Assignment: Among the entries below, how many lines hold "background"? Reply with the number only.

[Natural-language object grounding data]
___

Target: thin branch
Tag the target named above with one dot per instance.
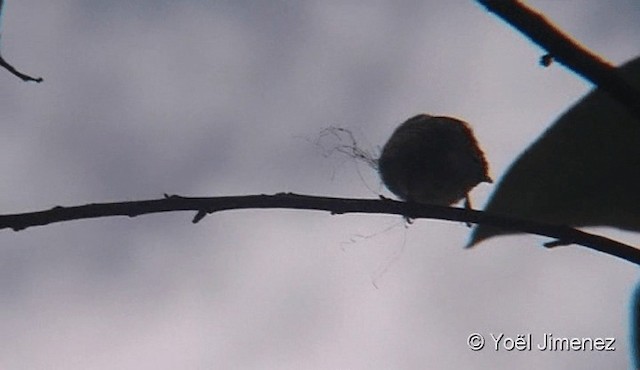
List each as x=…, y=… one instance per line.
x=204, y=206
x=21, y=75
x=11, y=68
x=567, y=51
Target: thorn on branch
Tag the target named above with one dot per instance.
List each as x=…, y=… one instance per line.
x=199, y=216
x=546, y=60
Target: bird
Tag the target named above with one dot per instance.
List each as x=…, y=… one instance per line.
x=433, y=160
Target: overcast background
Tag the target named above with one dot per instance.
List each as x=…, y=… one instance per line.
x=211, y=98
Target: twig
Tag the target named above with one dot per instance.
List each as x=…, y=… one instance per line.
x=22, y=76
x=204, y=206
x=562, y=48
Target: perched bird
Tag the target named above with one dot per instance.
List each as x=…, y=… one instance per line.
x=432, y=160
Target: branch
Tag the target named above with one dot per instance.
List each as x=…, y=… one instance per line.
x=203, y=206
x=566, y=51
x=22, y=76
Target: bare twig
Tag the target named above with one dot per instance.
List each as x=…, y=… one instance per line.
x=561, y=48
x=204, y=206
x=11, y=68
x=23, y=76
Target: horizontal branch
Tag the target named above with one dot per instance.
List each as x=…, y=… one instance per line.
x=566, y=51
x=203, y=206
x=22, y=76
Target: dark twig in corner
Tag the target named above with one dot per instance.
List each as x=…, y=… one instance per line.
x=564, y=50
x=23, y=76
x=204, y=206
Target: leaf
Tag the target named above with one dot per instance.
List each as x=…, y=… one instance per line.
x=584, y=170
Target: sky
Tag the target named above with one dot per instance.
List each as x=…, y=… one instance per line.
x=216, y=98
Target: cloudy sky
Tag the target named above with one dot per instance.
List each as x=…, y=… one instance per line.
x=211, y=98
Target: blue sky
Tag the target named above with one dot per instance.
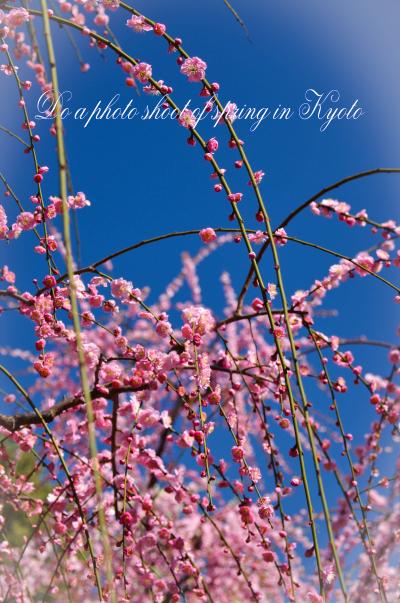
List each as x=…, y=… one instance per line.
x=143, y=179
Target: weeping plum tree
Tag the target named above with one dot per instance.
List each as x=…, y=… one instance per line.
x=110, y=486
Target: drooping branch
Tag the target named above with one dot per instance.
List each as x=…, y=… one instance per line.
x=18, y=421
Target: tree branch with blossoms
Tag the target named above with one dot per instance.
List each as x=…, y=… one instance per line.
x=128, y=399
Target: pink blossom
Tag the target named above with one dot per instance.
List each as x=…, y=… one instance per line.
x=26, y=220
x=208, y=235
x=194, y=68
x=187, y=118
x=138, y=24
x=16, y=17
x=142, y=71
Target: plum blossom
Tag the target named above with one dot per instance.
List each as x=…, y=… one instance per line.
x=208, y=235
x=194, y=68
x=187, y=118
x=142, y=71
x=17, y=17
x=138, y=24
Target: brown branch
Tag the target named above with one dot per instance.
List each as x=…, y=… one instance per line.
x=16, y=422
x=299, y=209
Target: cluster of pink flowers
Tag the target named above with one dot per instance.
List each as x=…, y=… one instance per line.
x=202, y=417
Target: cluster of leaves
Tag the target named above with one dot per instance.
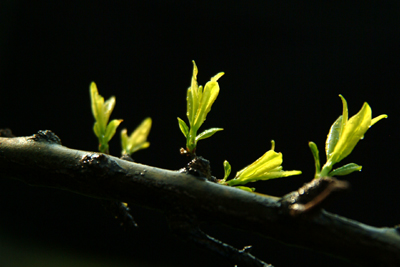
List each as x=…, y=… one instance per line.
x=199, y=101
x=105, y=130
x=265, y=168
x=343, y=136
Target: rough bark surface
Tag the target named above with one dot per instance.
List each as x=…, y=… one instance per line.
x=296, y=219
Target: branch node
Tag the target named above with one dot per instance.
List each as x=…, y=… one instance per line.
x=46, y=136
x=313, y=196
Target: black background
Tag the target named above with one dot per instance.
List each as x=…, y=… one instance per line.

___

Answer to this problem: 2